В. Демин, анализируя фильм И. Хейфица «Дама с собачкой», приходит к итогам неутешительным: У Чехова только «две приметы ночи», а на экране, — замечает критик, — будет «ночь, со всем набором тургеневских подробностей»34. А хорошо известно, что А.П. Чехов еще в 1893 году так отзывался о тургеневских «подробностях»: «Описания природы хороши, но... чувствую, что мы уже отвыкаем от описаний такого рода...» (в письме А.С. Суворину, 24 февраля). Да, пейзаж в фильме «Степь» дан «со всем набором тургеневских подробностей». Но дело не в этом. Дело в том, что принцип подхода к интерпретации образа степи — нечеховский. Автор фильма передает свое «восхищение землей»35, а отношение писателя гораздо более сложное — кроме восхищения в нем и боль, и грусть, и страх. Степь — это, в понимании автора, символ русской жизни и в какой-то степени и русского человека со всем, что есть в ней (и в нем) и прекрасного («торжество красоты») и безобразного («скука и зной»). Поэтому писатель и выбирает лик таганрогской степи в самое немилосердное по жаре время (июль). Авторы же фильма, ставя перед собой задачу степь воспеть, наталкиваются на сопротивление фактуры этой выжженной июльской степи, и в песнь «торжеству красоты» вторгаются ноты фальши.

Данные указания по референциальным выражениям
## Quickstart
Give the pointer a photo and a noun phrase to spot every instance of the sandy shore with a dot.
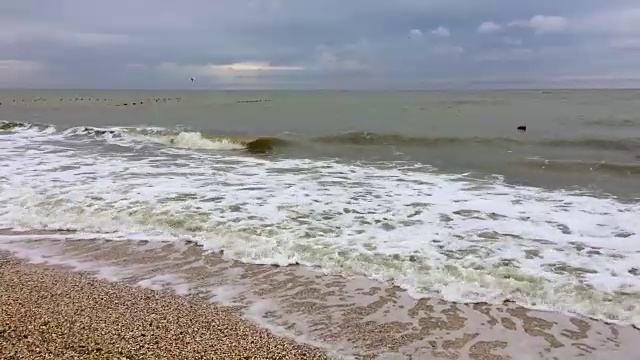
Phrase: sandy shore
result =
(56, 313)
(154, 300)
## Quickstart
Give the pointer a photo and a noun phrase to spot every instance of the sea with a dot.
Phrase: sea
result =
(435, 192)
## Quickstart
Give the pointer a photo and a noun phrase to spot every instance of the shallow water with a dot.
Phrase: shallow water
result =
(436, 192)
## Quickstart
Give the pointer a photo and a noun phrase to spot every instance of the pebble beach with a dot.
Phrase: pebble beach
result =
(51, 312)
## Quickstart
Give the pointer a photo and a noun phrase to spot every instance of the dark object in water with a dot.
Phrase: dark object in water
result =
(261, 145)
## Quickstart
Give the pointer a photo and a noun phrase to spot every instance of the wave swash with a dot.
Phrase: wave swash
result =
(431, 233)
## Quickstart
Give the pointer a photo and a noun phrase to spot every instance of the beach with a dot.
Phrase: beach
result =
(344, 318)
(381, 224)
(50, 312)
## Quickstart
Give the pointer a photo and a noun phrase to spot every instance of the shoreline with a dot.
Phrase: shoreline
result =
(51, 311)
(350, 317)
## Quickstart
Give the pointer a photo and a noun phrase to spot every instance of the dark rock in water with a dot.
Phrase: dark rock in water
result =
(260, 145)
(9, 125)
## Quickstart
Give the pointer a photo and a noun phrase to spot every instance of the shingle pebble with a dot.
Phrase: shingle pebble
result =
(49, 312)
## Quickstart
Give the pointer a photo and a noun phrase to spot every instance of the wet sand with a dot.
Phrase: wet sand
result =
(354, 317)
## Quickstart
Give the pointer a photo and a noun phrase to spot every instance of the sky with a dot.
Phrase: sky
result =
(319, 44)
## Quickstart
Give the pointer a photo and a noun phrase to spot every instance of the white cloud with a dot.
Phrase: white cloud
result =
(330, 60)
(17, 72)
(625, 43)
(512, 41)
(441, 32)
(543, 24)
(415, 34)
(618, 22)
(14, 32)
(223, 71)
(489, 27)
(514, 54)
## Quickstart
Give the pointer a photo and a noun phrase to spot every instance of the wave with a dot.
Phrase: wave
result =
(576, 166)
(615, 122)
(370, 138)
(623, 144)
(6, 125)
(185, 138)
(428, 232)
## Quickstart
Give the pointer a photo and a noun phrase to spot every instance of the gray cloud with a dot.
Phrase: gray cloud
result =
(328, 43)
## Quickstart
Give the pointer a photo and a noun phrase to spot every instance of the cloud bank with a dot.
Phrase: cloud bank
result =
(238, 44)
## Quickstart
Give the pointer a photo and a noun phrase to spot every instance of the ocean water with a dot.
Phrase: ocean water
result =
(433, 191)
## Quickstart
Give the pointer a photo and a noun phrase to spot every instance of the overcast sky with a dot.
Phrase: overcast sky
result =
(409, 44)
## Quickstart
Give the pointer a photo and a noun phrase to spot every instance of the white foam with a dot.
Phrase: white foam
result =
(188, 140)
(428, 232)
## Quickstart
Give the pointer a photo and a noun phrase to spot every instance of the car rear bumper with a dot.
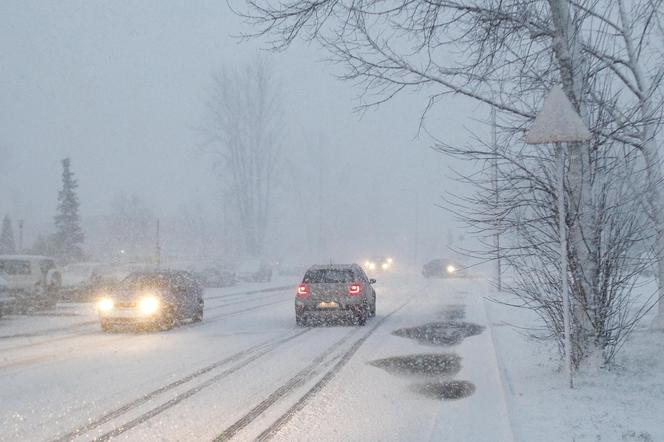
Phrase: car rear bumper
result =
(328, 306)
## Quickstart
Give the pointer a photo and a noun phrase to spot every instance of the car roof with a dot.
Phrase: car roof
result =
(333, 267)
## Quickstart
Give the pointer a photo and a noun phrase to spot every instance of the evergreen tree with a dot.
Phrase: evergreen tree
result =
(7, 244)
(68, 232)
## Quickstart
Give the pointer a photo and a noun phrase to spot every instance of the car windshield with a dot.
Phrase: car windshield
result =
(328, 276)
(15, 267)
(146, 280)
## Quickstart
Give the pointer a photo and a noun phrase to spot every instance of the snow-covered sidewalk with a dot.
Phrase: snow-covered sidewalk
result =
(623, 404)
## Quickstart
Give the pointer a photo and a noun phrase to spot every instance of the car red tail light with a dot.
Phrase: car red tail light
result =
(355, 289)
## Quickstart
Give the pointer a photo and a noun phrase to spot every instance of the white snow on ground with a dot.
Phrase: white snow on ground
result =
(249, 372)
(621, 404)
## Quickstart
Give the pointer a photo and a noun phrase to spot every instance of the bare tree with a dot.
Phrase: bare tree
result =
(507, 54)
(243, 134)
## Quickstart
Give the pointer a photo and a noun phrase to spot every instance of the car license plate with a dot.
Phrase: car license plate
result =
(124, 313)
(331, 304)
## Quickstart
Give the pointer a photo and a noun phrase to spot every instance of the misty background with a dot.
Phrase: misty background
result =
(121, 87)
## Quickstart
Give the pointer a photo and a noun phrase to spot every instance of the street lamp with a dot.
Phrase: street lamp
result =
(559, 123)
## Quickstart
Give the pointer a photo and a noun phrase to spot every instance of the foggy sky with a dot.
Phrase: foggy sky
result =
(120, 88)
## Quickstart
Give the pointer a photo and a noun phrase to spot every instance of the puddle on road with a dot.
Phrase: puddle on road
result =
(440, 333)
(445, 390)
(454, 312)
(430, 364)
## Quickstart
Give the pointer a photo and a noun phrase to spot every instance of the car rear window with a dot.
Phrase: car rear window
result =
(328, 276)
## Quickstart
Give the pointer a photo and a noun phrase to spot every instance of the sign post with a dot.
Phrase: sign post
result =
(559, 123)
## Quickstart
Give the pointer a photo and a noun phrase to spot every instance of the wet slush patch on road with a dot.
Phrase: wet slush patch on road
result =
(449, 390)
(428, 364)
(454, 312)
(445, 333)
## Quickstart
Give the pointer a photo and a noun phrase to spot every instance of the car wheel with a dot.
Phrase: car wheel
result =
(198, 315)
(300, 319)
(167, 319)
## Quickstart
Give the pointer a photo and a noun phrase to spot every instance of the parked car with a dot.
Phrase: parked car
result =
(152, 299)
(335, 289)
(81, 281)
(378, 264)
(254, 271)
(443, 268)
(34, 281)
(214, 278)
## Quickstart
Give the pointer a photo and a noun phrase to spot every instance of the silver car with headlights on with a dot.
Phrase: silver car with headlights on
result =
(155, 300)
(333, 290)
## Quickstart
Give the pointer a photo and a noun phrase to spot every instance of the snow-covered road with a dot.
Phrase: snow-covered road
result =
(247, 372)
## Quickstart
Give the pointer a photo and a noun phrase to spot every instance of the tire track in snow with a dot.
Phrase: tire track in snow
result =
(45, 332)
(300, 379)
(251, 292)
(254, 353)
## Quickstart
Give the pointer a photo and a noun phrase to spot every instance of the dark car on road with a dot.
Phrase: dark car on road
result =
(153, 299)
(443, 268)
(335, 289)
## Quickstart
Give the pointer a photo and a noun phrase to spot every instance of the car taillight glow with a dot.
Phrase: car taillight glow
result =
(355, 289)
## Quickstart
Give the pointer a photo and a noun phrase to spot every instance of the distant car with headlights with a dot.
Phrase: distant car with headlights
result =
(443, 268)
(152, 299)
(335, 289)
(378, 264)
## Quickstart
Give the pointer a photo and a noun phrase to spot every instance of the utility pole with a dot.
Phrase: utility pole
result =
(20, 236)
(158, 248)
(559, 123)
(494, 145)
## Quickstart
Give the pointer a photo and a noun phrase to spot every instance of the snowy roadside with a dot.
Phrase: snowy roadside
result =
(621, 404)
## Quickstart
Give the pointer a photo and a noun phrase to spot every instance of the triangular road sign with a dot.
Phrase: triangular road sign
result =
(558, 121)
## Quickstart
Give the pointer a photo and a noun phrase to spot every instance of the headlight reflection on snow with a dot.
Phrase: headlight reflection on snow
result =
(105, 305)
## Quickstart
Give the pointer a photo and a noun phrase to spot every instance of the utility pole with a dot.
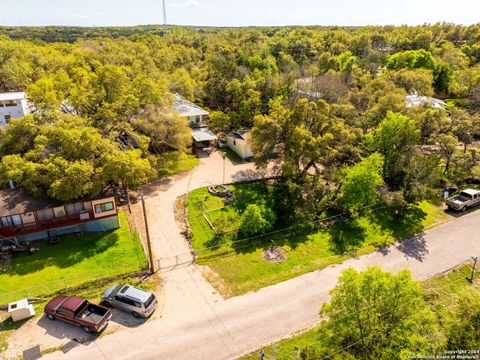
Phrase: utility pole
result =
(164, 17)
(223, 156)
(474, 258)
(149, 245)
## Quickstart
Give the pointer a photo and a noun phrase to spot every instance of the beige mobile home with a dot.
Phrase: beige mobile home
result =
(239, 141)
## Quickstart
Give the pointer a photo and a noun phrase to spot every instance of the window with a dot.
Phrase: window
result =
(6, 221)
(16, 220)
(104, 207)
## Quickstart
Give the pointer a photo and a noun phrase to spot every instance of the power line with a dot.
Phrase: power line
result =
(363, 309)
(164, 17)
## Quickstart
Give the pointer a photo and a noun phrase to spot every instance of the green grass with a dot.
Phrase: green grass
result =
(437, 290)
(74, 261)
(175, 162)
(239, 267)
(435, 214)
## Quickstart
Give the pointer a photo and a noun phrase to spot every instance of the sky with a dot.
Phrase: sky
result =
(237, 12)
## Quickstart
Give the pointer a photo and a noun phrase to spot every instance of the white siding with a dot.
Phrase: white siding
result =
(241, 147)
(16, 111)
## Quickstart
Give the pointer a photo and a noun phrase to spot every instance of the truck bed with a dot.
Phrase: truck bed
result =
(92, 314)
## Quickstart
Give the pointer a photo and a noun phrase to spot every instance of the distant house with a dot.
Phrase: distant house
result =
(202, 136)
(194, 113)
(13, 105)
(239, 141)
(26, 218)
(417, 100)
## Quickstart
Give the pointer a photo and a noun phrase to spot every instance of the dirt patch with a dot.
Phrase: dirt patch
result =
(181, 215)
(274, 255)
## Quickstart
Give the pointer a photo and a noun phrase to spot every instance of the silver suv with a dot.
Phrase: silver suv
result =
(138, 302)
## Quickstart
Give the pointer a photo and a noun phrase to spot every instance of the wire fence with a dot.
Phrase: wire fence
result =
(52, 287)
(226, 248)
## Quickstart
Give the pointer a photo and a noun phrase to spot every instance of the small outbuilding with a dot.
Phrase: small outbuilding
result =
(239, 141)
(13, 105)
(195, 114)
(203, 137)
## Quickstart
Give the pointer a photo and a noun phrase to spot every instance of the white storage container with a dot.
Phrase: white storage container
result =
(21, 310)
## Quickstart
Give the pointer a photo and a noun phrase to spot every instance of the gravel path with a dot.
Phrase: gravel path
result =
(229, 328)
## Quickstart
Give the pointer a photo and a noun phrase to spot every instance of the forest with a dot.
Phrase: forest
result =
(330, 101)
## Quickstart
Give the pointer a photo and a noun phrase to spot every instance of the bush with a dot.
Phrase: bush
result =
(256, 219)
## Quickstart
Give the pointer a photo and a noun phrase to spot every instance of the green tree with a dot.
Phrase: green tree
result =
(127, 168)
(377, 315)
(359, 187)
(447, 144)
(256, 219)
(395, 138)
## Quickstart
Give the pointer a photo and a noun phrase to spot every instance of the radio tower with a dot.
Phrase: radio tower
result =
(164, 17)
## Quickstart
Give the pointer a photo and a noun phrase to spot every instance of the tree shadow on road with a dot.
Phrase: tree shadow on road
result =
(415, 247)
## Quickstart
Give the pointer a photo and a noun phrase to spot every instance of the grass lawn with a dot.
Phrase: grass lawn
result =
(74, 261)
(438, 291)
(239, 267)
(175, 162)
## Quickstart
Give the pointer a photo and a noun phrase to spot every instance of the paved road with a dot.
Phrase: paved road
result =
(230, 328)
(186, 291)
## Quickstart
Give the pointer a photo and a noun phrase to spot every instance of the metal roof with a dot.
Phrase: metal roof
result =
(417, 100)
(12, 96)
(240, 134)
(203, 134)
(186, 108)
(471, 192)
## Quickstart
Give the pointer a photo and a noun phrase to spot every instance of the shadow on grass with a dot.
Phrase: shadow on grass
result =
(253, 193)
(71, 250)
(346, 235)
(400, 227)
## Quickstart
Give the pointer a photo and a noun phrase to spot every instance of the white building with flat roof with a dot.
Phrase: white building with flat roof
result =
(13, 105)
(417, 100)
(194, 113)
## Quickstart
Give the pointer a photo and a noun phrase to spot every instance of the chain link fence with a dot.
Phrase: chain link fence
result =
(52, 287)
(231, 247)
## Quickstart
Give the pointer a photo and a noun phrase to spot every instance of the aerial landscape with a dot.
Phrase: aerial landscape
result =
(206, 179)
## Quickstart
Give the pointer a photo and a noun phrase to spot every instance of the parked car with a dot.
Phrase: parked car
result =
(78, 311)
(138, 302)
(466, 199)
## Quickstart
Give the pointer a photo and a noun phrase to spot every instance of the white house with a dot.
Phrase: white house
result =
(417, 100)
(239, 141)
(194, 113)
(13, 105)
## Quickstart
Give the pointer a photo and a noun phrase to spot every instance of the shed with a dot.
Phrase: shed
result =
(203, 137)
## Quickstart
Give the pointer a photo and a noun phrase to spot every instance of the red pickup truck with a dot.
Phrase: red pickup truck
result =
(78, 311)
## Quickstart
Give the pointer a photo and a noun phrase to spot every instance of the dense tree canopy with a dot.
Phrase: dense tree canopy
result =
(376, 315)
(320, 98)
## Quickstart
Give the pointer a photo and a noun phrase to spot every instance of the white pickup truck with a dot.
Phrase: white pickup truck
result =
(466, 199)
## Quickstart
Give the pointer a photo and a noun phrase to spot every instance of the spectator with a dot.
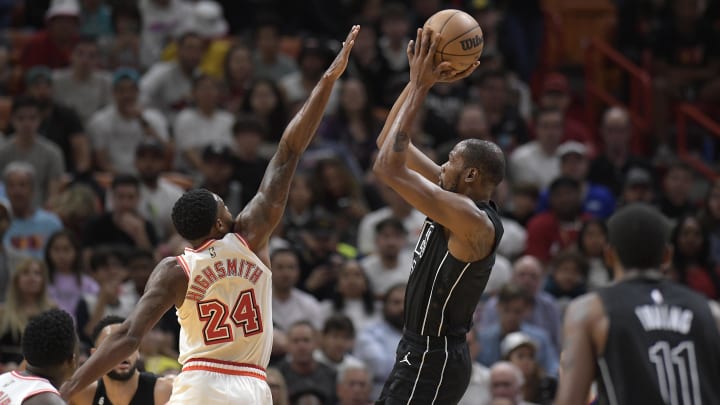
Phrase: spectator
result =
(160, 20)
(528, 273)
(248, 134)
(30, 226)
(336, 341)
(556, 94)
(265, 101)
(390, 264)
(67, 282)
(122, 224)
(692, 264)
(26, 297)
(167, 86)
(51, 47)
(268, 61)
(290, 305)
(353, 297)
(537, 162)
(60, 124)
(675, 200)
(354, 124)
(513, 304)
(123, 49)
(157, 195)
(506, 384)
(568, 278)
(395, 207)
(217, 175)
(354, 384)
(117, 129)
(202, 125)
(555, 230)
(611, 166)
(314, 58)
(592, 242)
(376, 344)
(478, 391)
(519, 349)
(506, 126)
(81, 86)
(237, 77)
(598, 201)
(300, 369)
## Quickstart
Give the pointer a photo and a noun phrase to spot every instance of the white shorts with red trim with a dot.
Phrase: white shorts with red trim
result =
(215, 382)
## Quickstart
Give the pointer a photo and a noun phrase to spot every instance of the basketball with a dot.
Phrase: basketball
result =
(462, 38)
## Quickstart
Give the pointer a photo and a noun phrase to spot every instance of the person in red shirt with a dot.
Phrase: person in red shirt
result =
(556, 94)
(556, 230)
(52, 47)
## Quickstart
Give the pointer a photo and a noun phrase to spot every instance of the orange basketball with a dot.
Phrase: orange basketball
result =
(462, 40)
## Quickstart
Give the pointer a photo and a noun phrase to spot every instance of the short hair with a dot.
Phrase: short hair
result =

Ваше задание
Продолжите рассуждение об экранизации чеховской «Степи», начав сразу после его последнего предложения. Строки здесь никакой роли не играют.

Поле ответа
Пейзаж в рассказах Чехова создает и передает настроение. Это как музыкальное сопровождение, дающее эмоциональный толчок восприятию читателя: «Описания природы, — советует А.П. Чехов А.В. Жиркевичу, — тогда лишь уместны и не портят дела, когда они помогают Вам сообщить читателю то или другое настроение, как музыка в мелодекламации» (письмо от 2 апреля 1895 г.). В фильме же пейзаж дан в одном тоне, о ком бы ни шла речь, — о Егорушке ли, о Пантелее или о Варламове. «Смело накладываемые тени» — эта особенность чеховской манеры менее всего соотносится со статичным изобразительным решением фильма. Оно и по характеру, и по гамме приближается скорее к Венецианову (алая рубаха Егорушки, яркий сарафан жницы), чем к современным Чехову импрессионистам, с которыми сближал Чехова Толстой.
Система связей в чеховском мире музыкальна36.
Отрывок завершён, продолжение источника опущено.